Brano da leggere
┌──

Due uomini di colore uccisi in Luisiana e Minnesota; cinque agenti ammazzati a Dallas al culmine di quella che è stata definita una vera e propria “azione militare”; a Fermo l’ultrà che ha ucciso l’immigrato nigeriano in attesa del riconoscimento dello status di rifugiato dice che lo ha fatto perché era convinto che lui e sua moglie volessero compiere una rapina; in Francia si temeva l’arrivo dei “tifosi” dell’Is e invece le strade del Paese sono state messe a soqquadro dai “tifosi comuni”, quelli che dovrebbero essere lì per semplice turismo e che, al contrario, hanno provocato un morto (non c’entrava nulla solo che si trovava in mezzo a una rissa e gli è arrivato un tavolino addosso) a Belfort. Di solito si dice: bisogna tenere sotto controllo i semi della violenza. Ma si ha quasi l’impressione che quei semi siano dentro di noi, che nel suo complesso la nostra società sia percorsa da un bisogno latente di “guerra”, forse perché annoiata di una lunga pace, forse perché ormai le generazioni che raccontavano i lutti e gli stenti non ci sono più, forse perché crediamo che in fin dei conti si tratti solo di una versione più realistica di uno dei tanti videogiochi in circolazione.

└──

Elenco riportato
┌──

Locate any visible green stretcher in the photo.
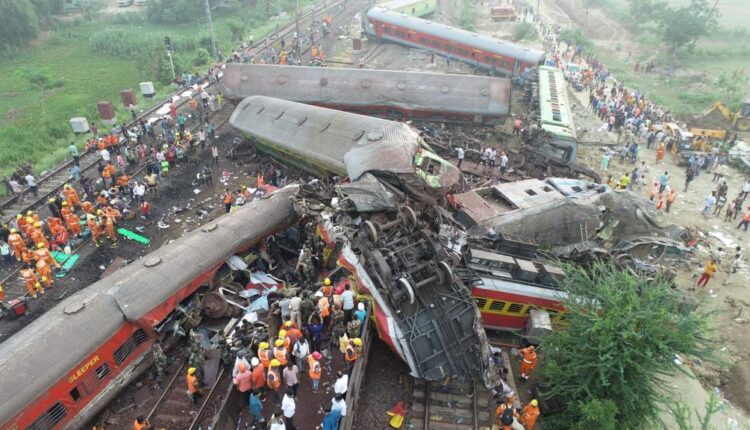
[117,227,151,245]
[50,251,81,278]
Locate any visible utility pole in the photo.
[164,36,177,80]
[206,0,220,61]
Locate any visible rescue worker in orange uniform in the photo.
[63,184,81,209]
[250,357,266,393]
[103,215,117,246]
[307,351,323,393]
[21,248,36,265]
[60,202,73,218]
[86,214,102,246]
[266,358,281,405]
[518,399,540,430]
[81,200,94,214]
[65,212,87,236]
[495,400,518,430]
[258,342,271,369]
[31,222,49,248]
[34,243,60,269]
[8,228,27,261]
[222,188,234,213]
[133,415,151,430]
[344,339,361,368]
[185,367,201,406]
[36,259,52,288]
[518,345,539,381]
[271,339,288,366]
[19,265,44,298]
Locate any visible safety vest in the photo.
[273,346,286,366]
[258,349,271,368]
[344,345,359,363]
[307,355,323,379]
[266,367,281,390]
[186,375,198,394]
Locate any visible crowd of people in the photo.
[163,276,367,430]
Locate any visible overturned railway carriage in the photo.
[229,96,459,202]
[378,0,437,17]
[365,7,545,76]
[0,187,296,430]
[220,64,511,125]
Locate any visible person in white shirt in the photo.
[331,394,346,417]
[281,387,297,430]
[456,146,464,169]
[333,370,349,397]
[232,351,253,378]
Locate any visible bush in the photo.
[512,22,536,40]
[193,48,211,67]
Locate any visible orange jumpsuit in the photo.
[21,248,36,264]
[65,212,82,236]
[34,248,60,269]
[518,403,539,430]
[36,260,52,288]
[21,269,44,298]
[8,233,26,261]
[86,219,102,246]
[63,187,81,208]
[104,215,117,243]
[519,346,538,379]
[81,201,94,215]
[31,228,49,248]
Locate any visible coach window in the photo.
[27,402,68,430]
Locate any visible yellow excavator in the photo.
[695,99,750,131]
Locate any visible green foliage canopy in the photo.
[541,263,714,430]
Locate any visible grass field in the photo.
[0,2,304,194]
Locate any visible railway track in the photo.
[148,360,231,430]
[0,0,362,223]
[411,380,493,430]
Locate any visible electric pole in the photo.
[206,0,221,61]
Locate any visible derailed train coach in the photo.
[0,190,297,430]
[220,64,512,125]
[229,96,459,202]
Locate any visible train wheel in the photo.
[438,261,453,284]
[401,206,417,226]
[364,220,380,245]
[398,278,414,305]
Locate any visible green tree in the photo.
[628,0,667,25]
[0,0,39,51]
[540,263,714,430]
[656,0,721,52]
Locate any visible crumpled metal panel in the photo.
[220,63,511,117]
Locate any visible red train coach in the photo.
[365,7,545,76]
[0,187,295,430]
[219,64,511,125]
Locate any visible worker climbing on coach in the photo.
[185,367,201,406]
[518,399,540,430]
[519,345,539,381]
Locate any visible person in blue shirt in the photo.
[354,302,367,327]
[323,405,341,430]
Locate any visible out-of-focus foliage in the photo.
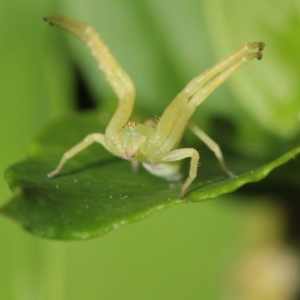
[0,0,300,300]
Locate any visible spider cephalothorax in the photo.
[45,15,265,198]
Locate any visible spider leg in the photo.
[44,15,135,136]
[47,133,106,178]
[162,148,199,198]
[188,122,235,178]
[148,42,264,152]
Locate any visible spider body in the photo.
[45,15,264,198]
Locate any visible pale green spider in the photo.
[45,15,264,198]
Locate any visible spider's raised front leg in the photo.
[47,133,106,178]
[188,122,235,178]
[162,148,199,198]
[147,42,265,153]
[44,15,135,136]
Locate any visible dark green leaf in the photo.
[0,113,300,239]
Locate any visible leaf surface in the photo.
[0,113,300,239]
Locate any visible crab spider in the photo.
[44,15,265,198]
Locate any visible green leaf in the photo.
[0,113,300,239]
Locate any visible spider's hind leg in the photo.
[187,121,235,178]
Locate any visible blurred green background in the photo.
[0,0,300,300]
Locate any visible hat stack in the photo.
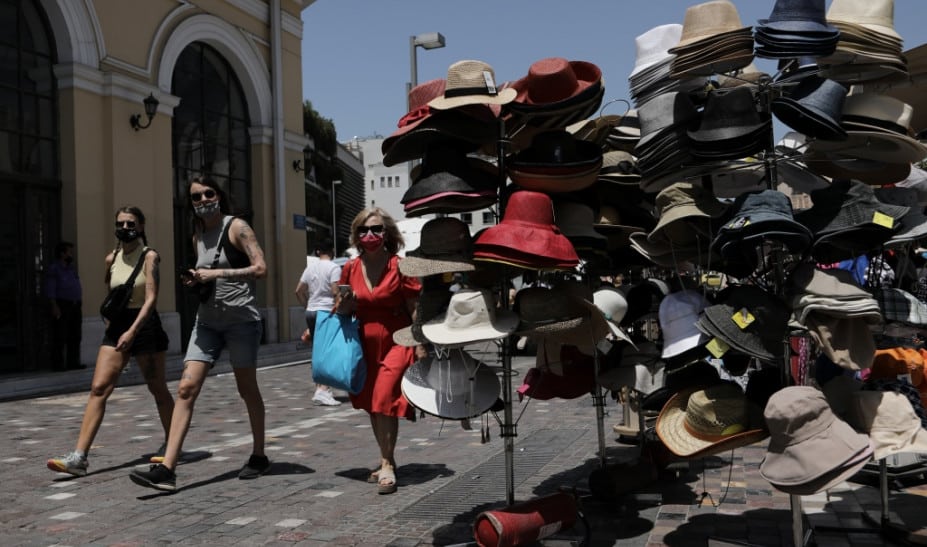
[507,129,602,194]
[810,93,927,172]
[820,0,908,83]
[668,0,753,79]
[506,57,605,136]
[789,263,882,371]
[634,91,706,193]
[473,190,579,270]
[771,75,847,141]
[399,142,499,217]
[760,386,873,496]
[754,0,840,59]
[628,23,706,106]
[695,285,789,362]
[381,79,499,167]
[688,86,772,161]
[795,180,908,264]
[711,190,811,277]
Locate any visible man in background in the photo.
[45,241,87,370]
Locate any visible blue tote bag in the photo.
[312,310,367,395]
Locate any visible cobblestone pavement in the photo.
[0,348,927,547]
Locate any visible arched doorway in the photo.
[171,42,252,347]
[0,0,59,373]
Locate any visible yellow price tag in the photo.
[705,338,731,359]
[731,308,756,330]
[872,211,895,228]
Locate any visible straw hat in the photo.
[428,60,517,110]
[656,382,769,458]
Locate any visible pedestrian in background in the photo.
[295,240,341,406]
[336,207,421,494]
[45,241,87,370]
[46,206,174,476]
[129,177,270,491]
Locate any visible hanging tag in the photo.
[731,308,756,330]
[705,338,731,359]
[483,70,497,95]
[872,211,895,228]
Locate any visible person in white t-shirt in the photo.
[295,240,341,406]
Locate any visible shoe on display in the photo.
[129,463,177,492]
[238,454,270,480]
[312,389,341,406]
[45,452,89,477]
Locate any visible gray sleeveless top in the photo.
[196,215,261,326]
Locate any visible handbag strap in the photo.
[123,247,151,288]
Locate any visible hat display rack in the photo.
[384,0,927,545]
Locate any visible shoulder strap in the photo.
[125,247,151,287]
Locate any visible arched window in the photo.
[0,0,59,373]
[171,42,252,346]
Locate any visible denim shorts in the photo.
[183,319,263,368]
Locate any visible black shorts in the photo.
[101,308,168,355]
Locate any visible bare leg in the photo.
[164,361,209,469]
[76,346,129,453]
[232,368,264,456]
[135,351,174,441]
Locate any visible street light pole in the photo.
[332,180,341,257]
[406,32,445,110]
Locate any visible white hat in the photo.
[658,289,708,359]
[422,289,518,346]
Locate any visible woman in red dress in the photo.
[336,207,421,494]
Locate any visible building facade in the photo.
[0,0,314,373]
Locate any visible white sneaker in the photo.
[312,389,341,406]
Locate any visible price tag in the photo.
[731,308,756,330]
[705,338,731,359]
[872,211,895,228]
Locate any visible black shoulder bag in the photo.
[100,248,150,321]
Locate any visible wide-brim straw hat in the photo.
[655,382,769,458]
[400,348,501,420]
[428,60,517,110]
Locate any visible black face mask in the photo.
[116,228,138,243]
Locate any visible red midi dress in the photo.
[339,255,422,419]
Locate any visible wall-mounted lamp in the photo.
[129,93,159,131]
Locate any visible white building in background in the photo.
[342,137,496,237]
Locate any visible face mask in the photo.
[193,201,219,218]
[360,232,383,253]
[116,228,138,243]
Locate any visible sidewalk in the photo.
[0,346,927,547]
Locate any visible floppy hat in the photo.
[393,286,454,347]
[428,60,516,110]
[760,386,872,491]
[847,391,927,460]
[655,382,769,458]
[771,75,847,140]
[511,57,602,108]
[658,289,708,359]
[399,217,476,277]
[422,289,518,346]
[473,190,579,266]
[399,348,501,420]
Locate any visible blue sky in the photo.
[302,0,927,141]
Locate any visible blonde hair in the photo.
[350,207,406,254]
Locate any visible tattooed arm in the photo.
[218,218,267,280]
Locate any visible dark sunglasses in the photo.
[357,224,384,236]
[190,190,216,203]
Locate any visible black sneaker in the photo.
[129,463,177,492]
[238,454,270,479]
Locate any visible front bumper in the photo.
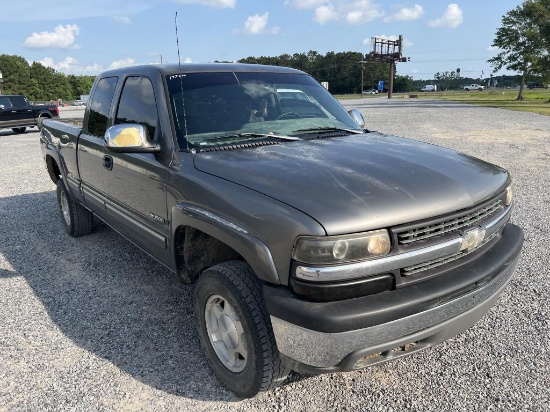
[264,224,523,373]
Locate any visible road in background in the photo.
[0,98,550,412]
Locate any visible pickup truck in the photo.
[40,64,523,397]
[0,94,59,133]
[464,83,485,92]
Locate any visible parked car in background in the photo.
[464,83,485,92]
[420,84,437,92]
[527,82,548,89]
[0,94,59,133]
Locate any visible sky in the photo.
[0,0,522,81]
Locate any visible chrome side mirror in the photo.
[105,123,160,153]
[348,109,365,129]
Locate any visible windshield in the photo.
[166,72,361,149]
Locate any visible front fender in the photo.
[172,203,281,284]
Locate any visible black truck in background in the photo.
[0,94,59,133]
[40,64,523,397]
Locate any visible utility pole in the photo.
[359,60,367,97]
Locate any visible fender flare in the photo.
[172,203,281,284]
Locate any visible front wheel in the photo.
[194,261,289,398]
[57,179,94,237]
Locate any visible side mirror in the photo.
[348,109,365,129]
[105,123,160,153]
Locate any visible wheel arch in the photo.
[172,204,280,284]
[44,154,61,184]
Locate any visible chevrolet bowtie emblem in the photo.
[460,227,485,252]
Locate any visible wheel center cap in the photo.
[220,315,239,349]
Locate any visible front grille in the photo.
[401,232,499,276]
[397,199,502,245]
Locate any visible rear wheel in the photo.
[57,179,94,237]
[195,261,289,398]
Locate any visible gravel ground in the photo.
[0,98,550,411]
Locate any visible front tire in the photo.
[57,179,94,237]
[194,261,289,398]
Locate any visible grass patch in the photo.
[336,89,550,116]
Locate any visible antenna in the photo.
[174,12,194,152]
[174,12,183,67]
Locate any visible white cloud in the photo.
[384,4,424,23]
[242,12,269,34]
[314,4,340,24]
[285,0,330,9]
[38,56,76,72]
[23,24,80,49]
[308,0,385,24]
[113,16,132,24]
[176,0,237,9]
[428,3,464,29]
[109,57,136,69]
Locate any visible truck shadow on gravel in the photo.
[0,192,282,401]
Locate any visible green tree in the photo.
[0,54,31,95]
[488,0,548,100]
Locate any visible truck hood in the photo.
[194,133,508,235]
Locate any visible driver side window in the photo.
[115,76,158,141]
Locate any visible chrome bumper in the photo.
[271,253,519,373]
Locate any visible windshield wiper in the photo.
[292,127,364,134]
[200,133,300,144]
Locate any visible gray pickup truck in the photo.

└──

Elenco dei compiti
1 - Secondo il brano sulla violenza, per quali motivi la nostra società potrebbe essere percorsa da un bisogno latente di "guerra"? Rispondi in una, due o tre frasi.
2 - Per favore, riscrivi tutto ciò che nell'elenco va da "Locate any visible windshield in the photo." fino a "[359,60,367,97]", estremi compresi. Sostituisci "utility pole" con "power pole" e lascia invariato il resto.
Il brano e l'elenco provengono da fonti diverse.

Risposte in ordine
1 - Il brano avanza tre possibili motivi. La società potrebbe essere annoiata da una lunga pace, e le generazioni che raccontavano i lutti e gli stenti non ci sono più. Inoltre si crede che, in fin dei conti, si tratti solo di una versione più realistica di uno dei tanti videogiochi in circolazione.

2 -
Locate any visible windshield in the photo.
[166,72,361,149]
Locate any visible front fender in the photo.
[172,203,281,284]
Locate any visible black truck in background in the photo.
[0,94,59,133]
[40,64,523,397]
Locate any visible power pole in the photo.
[359,60,367,97]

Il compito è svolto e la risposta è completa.